#### Task goal:
Reproduce the listing below with "farthest from its edges" swapped for "most distant from its borders" and nothing else changed. Leave the pictures out.
## BEGIN Supplied material
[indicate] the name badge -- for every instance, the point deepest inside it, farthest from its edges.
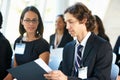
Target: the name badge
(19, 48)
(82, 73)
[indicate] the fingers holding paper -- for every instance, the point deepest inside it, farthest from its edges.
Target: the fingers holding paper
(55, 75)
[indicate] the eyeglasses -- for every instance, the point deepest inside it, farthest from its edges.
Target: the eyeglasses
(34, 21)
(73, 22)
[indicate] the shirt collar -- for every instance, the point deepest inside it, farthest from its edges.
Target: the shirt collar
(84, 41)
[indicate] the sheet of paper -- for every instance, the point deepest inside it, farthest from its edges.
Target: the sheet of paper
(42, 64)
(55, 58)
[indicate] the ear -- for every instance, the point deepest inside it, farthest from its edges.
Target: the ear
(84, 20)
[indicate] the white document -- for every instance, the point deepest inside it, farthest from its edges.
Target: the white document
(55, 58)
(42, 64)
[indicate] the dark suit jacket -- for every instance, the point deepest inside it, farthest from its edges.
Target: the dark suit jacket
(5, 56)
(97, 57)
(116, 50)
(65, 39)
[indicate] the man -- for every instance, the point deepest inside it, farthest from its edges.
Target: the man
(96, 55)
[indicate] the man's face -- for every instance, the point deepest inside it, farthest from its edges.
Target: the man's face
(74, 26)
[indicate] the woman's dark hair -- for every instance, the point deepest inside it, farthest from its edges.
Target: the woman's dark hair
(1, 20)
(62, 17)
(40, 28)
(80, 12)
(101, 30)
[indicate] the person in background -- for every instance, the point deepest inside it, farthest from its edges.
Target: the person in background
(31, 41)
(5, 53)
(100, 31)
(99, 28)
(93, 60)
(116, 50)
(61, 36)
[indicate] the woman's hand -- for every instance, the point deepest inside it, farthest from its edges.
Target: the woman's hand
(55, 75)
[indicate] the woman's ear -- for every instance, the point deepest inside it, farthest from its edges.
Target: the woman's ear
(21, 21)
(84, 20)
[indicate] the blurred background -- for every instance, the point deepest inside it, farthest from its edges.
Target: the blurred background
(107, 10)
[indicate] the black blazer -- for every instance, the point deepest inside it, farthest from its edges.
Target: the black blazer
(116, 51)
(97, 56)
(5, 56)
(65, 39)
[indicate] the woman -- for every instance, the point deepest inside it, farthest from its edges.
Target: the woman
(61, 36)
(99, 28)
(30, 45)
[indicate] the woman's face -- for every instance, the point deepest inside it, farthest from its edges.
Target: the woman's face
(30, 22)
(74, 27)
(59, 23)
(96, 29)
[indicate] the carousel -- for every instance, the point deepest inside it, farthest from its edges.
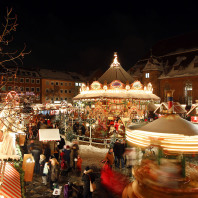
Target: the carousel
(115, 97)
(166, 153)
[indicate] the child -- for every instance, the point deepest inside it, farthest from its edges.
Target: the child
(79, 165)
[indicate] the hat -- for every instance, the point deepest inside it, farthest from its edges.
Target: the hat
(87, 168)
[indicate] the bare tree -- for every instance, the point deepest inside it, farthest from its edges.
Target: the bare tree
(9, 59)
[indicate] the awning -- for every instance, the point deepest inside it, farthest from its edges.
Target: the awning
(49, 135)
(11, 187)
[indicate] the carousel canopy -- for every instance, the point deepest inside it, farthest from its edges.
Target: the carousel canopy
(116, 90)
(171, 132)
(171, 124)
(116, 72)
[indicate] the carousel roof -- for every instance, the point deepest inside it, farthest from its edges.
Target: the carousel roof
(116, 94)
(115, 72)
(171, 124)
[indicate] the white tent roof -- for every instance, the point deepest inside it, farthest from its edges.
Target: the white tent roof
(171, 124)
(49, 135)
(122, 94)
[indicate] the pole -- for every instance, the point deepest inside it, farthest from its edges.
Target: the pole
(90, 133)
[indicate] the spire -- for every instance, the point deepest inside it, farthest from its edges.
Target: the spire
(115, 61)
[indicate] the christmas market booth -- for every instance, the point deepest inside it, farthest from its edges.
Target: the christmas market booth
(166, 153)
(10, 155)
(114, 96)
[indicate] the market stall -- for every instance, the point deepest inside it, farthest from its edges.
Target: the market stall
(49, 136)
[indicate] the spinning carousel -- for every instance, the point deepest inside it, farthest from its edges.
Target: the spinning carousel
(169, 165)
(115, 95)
## END Supplied material
#### Solved exercise:
[indicate] the name badge -- for every instance, the point deepest inside it, most distant from its borders.
Target: the name badge
(19, 48)
(82, 73)
[indicate] the fingers holding paper -- for every instance, the point deepest inside it, most distant from its borders.
Target: the fingers holding paper
(55, 75)
[indicate] the eyeglasses -- for every instance, the point deepest inside it, most distant from its borders.
Target: the eyeglasses
(34, 21)
(73, 22)
[indicate] the shirt collar -- for every instance, the point deepest inside it, most distant from its borders.
Target: the shirt collar
(84, 41)
[indicate] the sheet of paper -- for every instance, the point deepest inside it, most distant from its borders.
Target: the sheet of paper
(42, 64)
(55, 58)
[indicate] the ear -- for every instance, the point deepest inside it, most distant from its borders.
Target: the ear
(84, 20)
[indicate] the white document -- for every instance, the point deepest inside it, most distant from its borders.
Target: the white document
(55, 58)
(42, 64)
[indicate] the dark suit jacket -- for every instance, the point deepest inside it, most distant from its borders.
Target: the dark suit jacket
(5, 56)
(97, 57)
(116, 50)
(65, 39)
[indicate] the man -- for every instance, the point deepest inside it, most distant from its borders.
Target: the man
(96, 55)
[indicate] the man's face -- for every instance, the point deepest inside it, most distant from its borders.
Target: the man's face
(74, 26)
[indicate] the woman's dark hair -- for every instance, the point deepest inside it, most distant from its borders.
Target: the woman's dark hair
(1, 20)
(62, 17)
(40, 28)
(80, 12)
(101, 30)
[indicate] the person in background -- for every instance, the point deepest inside it, most distant from its borders.
Target: the person in background
(31, 41)
(5, 53)
(100, 31)
(99, 28)
(93, 60)
(116, 50)
(61, 36)
[indicate] the woman's hand -- for every instance, the point deepest inside it, most distant from its borders.
Target: the woman's hand
(55, 75)
[indicate] the woman's ear -- for every instance, the point deepest inside it, most distant from its borders.
Target: the woman's ear
(21, 21)
(84, 20)
[indicate] the blurred background -- for every instance, the point deepest inside it, most distant from its borders.
Target: the blurred background
(107, 10)
[indicate] the black blazer -- for every instance, the point deepest inside it, most distant from its borders.
Target: the black blazer
(116, 51)
(97, 56)
(5, 56)
(65, 39)
[indicate] the woman -- for every instance, the point deepest inside it, most distant from its borders.
Target: the woman
(61, 36)
(99, 28)
(30, 45)
[indicate] the woman's face -- for every instance, the point deepest inside it, most distant from its borders.
Target: the woman's face
(30, 22)
(74, 27)
(59, 23)
(96, 29)
[indicate] the carousel -- for every instance, the point deepest inside it, most distant from its borders.
Target: the carousel
(115, 97)
(166, 153)
[indicate] the child -- for every instance, the point deepest inside it, most distant from its borders.
Target: the child
(79, 165)
[indicate] the hat -- for every instance, the point deepest inside it, most distant from its borders.
Target: the hat
(87, 168)
[indicate] the bare tree -- for every instance, the point deepest inside it, most distant from its borders.
Target: the bare tree
(9, 59)
[indicate] the awning -- for every instance, the point deepest inside it, most distant from its borders.
Target: the awning
(49, 135)
(11, 187)
[indicate] the carousel canopy -- for every instance, the point deepest inside it, most distant from its borders.
Target: the carousel canopy
(116, 90)
(171, 132)
(171, 124)
(116, 72)
[indicate] the carousel roof -- for every instance, the point deepest inside it, most distant from its borders.
Target: the carousel roof
(116, 94)
(115, 72)
(171, 124)
[indicate] the white tent roof -- for every instance, the point deepest inside it, most distant from its borders.
Target: the white tent roof
(171, 124)
(49, 135)
(122, 94)
[indicate] the pole -- for every instance, the point deepest inside it, most distant from its borders.
Target: the pole
(90, 133)
[indicate] the spire -- for every instance, the point deepest inside it, most distant from its borders.
Target: the spire
(115, 61)
[indicate] the christmas market booth -- for every instance, the point deepest inside it, most distant from its borders.
Target: the christmas market booth
(166, 153)
(10, 155)
(114, 96)
[indicate] the market stall -- for every instance, the point deepest inside it, most distant from its borders.
Target: the market stall
(49, 136)
[indicate] the spinning carousel -- for every instance, the point deepest inside it, most distant from its borders.
Target: the spinning carousel
(169, 165)
(115, 95)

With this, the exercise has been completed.